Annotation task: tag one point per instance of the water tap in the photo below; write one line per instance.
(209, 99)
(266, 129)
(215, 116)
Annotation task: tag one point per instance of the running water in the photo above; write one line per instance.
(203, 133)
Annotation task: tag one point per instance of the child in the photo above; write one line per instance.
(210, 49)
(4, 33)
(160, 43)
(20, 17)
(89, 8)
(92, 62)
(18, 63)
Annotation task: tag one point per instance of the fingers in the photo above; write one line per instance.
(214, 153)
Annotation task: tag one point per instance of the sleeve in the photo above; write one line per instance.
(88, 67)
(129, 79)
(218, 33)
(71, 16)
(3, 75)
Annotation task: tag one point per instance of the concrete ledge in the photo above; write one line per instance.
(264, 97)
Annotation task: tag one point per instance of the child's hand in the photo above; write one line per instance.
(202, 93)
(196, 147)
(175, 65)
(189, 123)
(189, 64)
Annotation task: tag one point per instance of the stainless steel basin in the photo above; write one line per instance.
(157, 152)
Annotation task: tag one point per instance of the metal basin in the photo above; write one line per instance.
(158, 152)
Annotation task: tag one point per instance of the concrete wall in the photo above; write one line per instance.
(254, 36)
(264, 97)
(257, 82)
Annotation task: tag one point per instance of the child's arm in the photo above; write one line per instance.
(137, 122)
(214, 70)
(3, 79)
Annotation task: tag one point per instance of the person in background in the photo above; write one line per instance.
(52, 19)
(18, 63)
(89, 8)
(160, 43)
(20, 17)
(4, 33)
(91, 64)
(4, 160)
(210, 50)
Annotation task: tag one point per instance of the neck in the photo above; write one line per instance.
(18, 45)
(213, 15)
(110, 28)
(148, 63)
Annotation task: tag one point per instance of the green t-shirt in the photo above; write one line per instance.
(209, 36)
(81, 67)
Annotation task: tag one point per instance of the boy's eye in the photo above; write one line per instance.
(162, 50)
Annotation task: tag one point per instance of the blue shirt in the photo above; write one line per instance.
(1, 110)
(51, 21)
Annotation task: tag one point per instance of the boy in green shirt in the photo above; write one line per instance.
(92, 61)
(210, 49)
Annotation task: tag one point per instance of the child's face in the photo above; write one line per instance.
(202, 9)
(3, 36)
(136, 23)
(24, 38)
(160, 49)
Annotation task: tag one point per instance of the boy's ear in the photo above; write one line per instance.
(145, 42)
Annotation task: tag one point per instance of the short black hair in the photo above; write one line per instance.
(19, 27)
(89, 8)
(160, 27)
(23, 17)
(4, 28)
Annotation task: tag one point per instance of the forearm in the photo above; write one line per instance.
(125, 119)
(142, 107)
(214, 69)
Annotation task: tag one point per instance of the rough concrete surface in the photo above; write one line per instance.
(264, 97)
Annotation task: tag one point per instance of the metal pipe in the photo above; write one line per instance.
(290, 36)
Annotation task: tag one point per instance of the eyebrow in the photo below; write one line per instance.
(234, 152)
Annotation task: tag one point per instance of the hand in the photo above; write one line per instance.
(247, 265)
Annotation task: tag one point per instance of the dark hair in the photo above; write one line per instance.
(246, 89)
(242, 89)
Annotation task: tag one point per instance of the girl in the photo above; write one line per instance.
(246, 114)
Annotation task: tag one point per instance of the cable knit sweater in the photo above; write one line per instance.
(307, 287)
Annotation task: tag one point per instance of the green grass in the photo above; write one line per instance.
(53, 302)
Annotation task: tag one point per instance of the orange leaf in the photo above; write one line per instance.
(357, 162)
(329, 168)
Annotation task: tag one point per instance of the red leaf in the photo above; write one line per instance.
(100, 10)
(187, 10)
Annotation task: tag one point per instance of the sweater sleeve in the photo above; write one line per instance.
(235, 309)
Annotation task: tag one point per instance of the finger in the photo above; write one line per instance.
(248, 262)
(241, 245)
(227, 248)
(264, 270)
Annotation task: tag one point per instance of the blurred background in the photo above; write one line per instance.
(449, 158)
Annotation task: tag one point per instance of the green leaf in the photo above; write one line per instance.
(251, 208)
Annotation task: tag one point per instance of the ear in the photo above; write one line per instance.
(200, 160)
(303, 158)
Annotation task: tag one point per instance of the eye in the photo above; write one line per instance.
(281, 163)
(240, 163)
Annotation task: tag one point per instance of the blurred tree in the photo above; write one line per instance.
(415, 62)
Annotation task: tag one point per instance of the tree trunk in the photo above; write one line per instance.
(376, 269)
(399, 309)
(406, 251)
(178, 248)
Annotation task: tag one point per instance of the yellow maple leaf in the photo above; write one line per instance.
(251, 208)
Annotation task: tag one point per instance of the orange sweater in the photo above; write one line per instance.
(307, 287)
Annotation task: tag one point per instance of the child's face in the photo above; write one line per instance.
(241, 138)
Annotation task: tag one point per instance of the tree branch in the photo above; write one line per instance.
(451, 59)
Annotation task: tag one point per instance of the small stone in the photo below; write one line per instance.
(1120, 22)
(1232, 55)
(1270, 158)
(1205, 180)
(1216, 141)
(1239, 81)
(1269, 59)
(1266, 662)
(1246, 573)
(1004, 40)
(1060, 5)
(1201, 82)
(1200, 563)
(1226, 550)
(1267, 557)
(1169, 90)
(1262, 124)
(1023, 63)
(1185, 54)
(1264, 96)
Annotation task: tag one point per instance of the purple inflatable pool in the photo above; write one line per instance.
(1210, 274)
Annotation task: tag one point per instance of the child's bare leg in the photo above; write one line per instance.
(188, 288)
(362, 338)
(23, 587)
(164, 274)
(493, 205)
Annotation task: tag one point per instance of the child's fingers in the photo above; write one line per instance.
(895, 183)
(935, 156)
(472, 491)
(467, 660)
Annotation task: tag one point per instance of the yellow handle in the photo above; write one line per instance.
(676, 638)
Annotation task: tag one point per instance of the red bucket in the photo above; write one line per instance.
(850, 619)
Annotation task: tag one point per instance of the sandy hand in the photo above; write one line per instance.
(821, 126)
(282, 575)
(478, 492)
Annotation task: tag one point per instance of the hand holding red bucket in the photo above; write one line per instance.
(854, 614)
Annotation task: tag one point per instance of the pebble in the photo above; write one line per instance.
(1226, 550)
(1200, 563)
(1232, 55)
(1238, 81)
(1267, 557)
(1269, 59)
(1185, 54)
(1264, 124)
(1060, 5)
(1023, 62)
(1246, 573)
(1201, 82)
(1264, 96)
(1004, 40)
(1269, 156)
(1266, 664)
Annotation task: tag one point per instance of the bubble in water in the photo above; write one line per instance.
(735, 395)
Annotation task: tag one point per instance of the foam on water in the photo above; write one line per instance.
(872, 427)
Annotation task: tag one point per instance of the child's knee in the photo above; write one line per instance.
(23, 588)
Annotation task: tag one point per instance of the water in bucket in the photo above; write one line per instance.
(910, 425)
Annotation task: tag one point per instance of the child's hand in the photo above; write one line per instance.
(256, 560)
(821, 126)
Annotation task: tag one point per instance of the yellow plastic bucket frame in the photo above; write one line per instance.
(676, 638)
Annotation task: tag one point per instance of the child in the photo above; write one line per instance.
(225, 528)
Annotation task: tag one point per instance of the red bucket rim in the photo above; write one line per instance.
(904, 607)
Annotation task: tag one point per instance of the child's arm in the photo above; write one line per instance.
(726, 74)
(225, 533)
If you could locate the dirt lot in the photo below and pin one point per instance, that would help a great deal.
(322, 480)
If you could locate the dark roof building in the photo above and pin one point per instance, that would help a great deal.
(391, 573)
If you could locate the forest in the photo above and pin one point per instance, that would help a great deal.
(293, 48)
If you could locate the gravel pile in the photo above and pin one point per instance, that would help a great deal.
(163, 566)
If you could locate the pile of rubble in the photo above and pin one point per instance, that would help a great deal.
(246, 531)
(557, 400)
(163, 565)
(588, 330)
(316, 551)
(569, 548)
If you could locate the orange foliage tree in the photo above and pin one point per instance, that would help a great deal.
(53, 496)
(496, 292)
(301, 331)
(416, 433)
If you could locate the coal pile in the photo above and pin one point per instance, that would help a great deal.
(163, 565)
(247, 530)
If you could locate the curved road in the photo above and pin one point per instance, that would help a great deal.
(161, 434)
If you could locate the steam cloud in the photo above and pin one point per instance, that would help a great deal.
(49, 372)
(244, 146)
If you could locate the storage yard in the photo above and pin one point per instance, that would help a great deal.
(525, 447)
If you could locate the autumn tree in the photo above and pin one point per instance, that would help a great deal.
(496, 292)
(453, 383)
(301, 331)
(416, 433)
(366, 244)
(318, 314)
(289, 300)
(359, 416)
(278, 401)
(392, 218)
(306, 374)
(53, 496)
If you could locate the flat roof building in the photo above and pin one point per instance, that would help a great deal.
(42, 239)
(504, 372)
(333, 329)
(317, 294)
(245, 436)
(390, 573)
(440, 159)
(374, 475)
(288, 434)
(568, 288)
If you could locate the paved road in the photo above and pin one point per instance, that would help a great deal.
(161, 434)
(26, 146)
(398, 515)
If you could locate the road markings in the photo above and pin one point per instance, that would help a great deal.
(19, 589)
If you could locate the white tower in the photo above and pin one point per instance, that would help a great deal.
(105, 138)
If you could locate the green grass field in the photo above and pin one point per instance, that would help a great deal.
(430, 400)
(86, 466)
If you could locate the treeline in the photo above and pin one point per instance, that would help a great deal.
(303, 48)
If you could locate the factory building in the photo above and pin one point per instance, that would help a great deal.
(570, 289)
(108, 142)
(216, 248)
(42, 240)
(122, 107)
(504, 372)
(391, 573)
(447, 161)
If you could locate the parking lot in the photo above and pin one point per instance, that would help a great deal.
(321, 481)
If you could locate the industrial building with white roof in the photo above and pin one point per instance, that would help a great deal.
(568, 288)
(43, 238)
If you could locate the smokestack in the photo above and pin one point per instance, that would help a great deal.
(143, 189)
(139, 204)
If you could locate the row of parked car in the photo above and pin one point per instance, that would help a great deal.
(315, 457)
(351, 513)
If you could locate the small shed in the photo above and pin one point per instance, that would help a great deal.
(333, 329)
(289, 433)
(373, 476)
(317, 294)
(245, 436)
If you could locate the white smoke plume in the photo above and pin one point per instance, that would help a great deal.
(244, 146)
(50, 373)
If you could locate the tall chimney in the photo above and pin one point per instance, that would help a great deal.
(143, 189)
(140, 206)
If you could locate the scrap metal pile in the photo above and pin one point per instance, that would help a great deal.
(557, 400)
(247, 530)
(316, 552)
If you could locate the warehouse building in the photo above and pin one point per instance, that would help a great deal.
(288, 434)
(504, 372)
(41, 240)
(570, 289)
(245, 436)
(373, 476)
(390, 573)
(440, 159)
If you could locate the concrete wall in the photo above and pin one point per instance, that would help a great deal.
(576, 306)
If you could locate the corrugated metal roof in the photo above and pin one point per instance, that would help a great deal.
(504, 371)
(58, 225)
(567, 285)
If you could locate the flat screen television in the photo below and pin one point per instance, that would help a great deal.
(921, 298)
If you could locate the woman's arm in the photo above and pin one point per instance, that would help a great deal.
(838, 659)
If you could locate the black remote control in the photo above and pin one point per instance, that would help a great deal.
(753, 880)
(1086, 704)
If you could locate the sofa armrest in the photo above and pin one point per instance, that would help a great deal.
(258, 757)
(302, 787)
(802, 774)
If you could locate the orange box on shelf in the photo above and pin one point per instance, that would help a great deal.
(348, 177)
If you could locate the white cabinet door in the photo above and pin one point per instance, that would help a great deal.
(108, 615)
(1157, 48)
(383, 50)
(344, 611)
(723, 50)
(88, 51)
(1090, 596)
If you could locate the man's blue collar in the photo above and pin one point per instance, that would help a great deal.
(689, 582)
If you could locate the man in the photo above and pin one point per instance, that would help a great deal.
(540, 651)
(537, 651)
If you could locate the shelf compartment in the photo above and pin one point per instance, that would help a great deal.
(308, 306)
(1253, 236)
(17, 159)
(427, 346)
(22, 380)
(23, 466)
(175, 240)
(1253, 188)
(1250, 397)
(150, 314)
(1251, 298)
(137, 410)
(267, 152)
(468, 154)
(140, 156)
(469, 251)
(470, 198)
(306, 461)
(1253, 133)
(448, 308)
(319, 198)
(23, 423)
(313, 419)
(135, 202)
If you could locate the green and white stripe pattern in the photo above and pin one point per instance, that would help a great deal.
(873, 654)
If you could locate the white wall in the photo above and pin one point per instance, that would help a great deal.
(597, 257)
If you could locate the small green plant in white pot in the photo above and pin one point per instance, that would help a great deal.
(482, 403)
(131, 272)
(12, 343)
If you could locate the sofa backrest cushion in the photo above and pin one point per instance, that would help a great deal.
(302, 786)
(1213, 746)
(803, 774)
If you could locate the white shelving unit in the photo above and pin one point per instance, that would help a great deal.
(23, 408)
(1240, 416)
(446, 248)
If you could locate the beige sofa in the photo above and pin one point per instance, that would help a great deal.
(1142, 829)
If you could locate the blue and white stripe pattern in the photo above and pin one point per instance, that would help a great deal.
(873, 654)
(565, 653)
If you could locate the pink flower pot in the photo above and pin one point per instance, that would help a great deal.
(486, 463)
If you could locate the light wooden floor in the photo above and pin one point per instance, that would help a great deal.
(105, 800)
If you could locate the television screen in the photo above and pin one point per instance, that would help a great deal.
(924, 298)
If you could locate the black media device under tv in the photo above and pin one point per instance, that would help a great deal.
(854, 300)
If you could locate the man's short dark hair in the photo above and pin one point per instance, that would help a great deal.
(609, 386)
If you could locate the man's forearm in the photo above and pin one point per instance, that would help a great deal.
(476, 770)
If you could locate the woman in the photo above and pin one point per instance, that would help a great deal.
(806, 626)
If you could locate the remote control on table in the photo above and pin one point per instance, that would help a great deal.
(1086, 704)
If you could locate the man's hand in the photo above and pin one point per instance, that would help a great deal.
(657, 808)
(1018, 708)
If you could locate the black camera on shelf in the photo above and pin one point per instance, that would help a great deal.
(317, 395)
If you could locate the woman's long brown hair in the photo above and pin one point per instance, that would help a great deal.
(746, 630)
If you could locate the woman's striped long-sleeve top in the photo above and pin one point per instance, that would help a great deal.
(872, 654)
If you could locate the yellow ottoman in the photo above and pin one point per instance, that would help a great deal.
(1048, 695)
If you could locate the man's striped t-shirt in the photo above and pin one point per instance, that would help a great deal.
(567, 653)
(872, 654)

========================

WHAT YOU SHOULD DO:
Return the lines beginning at the one that contains "If you could locate the black media" and continuing through the last line of the data, exactly as they stand and without any others.

SOLUTION TO THIS TASK:
If you could locate the black media device under tv in the photo above and pin one point per instance, that would help a great deal.
(854, 300)
If you could locate the man's short dark hair in the photo above and pin one point per instance, that would help a great deal.
(609, 386)
If you could locate the man's forearm in the photo above and pin one point per instance, that would help a great deal.
(476, 770)
If you could locate the woman in the photo above and pin one point per instance, that would help a great deal.
(806, 626)
If you could locate the remote control on table in the photo above and pin one point per instance, that would help a great deal.
(1086, 704)
If you could locate the man's hand in the photo above and pin one point per instance, that would help a great deal.
(657, 808)
(1018, 708)
If you could locate the black camera on shelf in the photo above and pin one point per instance, that would help a great deal.
(317, 395)
If you could locate the woman's long brown hair in the photo above and pin one point per instance, that would help a great deal.
(746, 630)
If you could locate the woman's striped long-sleeve top in the photo above and pin one point per instance, that would help a great deal.
(872, 654)
If you could locate the yellow ottoman in the photo above and pin one point per instance, that would help a great deal.
(1048, 695)
If you could locate the man's striped t-shirt in the photo above and pin one point per instance, that would help a great deal.
(567, 653)
(872, 654)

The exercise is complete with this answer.